3

I'm trying to add a special character to a series of values. But I don't know how.

Here is the original input:

chemical <- "200mL of Ac2O3, 3.5mml of AgBF4, 10.0ml of AgBr, 100ml of AgCl3Cu2"

And I want:

"200mL of Ac~2~O~3~, 3.5mml of AgBF~4~, 10.0ml of AgBr, 100ml of AgCl~3~Cu~2~"

Basically, I am adding a "~" before and after anytime there is a number in the chemical formula in the original data.

I was trying to use gsub but I am not sure how I am supposed to tell R to find just those numbers in a chemical formula and then do the insertion.

Does anyone have a thought on this? Thank you!

Jilber Urbina
  • 58,147
  • 10
  • 114
  • 138
Connie
  • 89
  • 1
  • 1
  • 8

4 Answers4

4
gsub("(?<=[A-Za-z])([0-9])","~\\1~",chemical,perl = T)

-- MATERIAL SUPPLIED --

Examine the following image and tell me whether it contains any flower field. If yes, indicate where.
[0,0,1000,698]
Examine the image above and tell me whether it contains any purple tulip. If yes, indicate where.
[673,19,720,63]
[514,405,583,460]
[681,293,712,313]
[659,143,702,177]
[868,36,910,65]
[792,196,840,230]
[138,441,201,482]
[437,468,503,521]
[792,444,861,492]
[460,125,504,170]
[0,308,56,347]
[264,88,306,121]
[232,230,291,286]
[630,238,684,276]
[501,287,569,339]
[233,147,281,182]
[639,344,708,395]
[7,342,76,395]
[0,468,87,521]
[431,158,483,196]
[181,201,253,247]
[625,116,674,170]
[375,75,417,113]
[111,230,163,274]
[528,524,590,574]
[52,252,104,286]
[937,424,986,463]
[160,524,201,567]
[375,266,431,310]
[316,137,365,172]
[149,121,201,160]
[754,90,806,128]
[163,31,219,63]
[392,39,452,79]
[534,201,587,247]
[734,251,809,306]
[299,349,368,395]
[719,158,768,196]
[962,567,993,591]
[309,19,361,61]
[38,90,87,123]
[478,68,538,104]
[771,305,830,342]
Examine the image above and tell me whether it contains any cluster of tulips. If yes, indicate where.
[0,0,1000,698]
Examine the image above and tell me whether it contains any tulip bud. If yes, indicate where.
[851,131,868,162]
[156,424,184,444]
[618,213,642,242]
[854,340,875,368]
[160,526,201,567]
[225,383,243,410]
--
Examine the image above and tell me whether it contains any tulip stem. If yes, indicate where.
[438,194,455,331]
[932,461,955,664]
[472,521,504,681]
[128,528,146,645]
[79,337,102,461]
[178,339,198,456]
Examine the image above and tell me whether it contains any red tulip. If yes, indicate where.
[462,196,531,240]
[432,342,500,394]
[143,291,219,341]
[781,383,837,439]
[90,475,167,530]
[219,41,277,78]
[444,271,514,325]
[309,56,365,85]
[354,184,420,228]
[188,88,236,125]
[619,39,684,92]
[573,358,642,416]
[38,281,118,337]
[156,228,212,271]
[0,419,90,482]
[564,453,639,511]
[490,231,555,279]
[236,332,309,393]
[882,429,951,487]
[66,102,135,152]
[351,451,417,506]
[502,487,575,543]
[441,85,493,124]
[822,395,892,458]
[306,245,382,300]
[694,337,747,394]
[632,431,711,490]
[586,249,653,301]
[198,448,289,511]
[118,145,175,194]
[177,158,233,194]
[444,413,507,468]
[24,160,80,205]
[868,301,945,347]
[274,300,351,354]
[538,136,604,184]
---
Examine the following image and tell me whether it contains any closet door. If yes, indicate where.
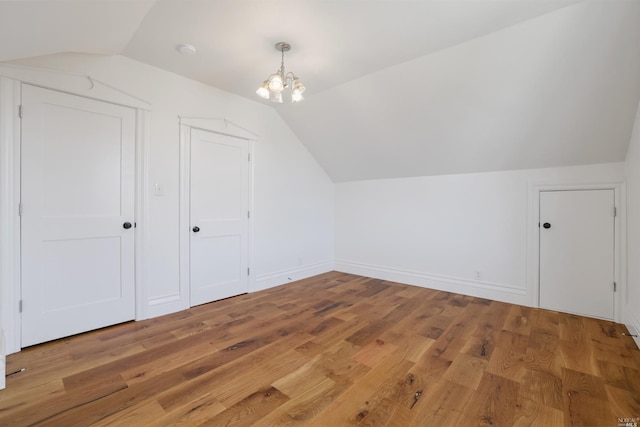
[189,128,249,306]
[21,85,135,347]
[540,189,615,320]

-- TASK --
In the R forum question, rewrite the stretch from "Here is the" through "the original data.", replacing "chemical formula" with "molecular formula".

-- SOLUTION FOR THIS TASK --
Here is the original input:

chemical <- "200mL of Ac2O3, 3.5mml of AgBF4, 10.0ml of AgBr, 100ml of AgCl3Cu2"

And I want:

"200mL of Ac~2~O~3~, 3.5mml of AgBF~4~, 10.0ml of AgBr, 100ml of AgCl~3~Cu~2~"

Basically, I am adding a "~" before and after anytime there is a number in the molecular formula in the original data.